Return, word for word, the part of the post on the "reality-based community" between "It's not easy to get people" and "working on it.", inclusive.

* Begin PAGE *

The phrase derives from this article by Ron Suskind in the New York Times Magazine, eight years and eleven days ago.  It's called "Faith, Certainty and the Presidency of George W. Bush."  It shows, among other things, the awakening of the since-further-awakened Bruce Bartlett, but the deepest impact has been left by the following paragraphs:

In the summer of 2002, after I had written an article in Esquire that the White House didn't like about Bush's former communications director, Karen Hughes, I had a meeting with a senior adviser to Bush. He expressed the White House's displeasure, and then he told me something that at the time I didn't fully comprehend -- but which I now believe gets to the very heart of the Bush presidency.

The aide said that guys like me were ''in what we call the reality-based community,'' which he defined as people who ''believe that solutions emerge from your judicious study of discernible reality.'' I nodded and murmured something about enlightenment principles and empiricism. He cut me off. ''That's not the way the world really works anymore,'' he continued. ''We're an empire now, and when we act, we create our own reality. And while you're studying that reality -- judiciously, as you will -- we'll act again, creating other new realities, which you can study too, and that's how things will sort out. We're history's actors . . . and you, all of you, will be left to just study what we do.''

"We'll act again, creating other new realities."  And that brings us to Mitt Romney's campaign -- and to the critical question of the next nine days:

How do you get people not to believe something that an apparently respected source is telling them is true?

It's not easy to get people to believe that someone is lying to them as audaciously as Suskind's source proudly pledged to do.  Check that: it's not easy to get most people to believe it.  Some people, mostly (but not entirely) of the right wing, are primed to believe anything that their trusted leaders tell them -- "Obama's a socialist," "climate change is a myth" -- and we're not going to get their votes no matter what.  Thankfully, they are not quite yet a majority -- although our opponents are working on it.

Our problem is that we have to come pretty damn close to running the table of people who don't care about what's true, but only what's convenient and comfortable for them to believe.  How do we accomplish that?

In the wake of the disastrous 2010 election, I wrote a diary here entitled "GOP strategy: being worse than credibly believable" that addressed these issues.  I won't repeat its contents here, but it's there for you -- and it's probably better reading before an election than after one.  The thesis is that it's hard to get people to believe that the GOP is being as audacious in its lies as it really is -- because it goes against both social conventions and common sense.  "If they were lying and badly as you say," people logically respond, "wouldn't we have heard about it?"

Well, no -- not necessarily.  They wouldn't necessarily be have been paying attention and those whose job it is to spotlight the truth wouldn't necessarily be doing it well.

(Say that to people's faces, though, and they're insulted!  Furthermore, it makes you sound like a raving cultist.  See how clever this gambit is?)

To me, the Romney campaign is the application of Suskind's "make our own reality" from global politics to political campaigns.  Romney's thesis is that he is an empire that makes his own reality -- and that others are left trying to explain it after the fact.

* End PAGE *
* Begin DATASET CONTENT *

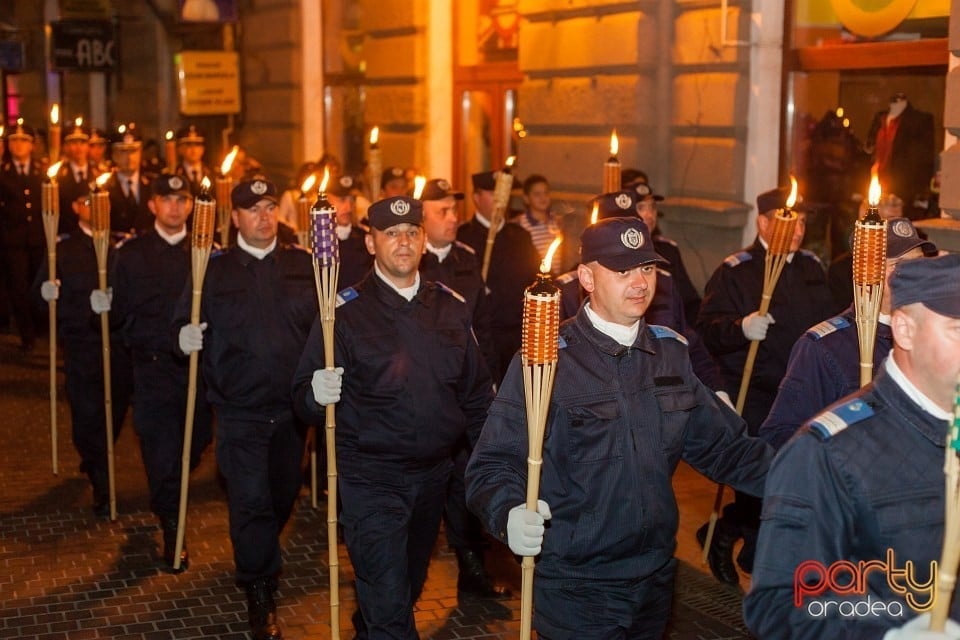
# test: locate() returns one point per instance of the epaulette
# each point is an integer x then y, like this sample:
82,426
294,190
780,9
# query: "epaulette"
346,295
737,258
659,332
827,327
456,295
830,423
464,246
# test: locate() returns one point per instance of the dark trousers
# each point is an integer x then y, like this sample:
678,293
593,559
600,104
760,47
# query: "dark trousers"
260,462
390,525
463,529
604,610
83,373
159,416
21,265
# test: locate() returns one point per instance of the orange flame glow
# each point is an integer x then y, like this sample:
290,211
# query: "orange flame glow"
548,256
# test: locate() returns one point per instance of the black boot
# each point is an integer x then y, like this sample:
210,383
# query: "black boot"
262,610
473,579
169,526
720,556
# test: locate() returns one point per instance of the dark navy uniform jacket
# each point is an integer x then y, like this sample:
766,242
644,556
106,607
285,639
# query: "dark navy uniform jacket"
862,478
824,367
413,381
621,419
800,300
258,314
21,221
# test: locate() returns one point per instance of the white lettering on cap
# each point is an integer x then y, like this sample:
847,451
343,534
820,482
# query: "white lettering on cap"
632,239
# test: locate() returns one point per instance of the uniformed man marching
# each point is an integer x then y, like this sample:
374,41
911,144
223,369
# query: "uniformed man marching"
409,383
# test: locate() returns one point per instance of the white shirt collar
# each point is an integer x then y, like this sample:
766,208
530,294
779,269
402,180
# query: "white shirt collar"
440,253
171,238
928,405
406,292
624,335
259,254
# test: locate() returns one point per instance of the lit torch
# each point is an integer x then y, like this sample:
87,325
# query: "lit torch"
538,357
326,270
100,229
869,271
611,168
375,164
224,187
204,217
54,132
950,554
501,198
50,210
303,211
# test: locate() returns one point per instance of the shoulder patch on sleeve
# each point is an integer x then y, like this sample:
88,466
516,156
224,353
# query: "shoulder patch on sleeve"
346,295
738,258
659,332
465,246
830,423
827,327
453,293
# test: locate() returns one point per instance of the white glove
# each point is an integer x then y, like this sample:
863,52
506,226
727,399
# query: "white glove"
50,290
191,337
100,300
755,326
725,398
326,385
525,528
919,629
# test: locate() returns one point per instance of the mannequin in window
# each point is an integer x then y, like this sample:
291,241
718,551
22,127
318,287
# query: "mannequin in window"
901,141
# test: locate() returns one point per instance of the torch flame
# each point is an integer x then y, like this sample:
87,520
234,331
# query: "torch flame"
326,180
228,161
548,256
873,194
792,198
418,184
308,183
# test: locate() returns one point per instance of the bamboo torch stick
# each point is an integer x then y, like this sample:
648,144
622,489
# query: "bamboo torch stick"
50,208
501,198
950,555
201,243
869,270
611,168
100,228
375,164
538,355
224,186
784,224
326,270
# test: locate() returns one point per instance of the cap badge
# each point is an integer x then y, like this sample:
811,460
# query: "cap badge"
632,239
902,229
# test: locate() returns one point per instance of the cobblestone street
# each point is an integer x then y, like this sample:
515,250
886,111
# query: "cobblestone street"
69,575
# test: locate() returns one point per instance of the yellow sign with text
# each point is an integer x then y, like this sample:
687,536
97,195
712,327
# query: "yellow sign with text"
208,82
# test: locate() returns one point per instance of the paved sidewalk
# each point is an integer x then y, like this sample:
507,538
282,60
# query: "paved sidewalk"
65,574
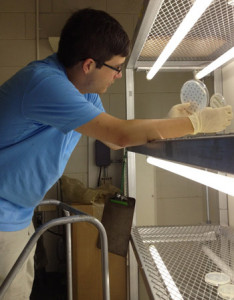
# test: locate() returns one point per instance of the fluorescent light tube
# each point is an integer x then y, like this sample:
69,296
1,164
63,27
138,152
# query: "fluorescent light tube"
219,182
216,63
168,280
190,19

* End DATASET CONTENT *

• _FULL RESPONSE_
It's not easy to get people to believe that someone is lying to them as audaciously as Suskind's source proudly pledged to do.  Check that: it's not easy to get most people to believe it.  Some people, mostly (but not entirely) of the right wing, are primed to believe anything that their trusted leaders tell them -- "Obama's a socialist," "climate change is a myth" -- and we're not going to get their votes no matter what.  Thankfully, they are not quite yet a majority -- although our opponents are working on it.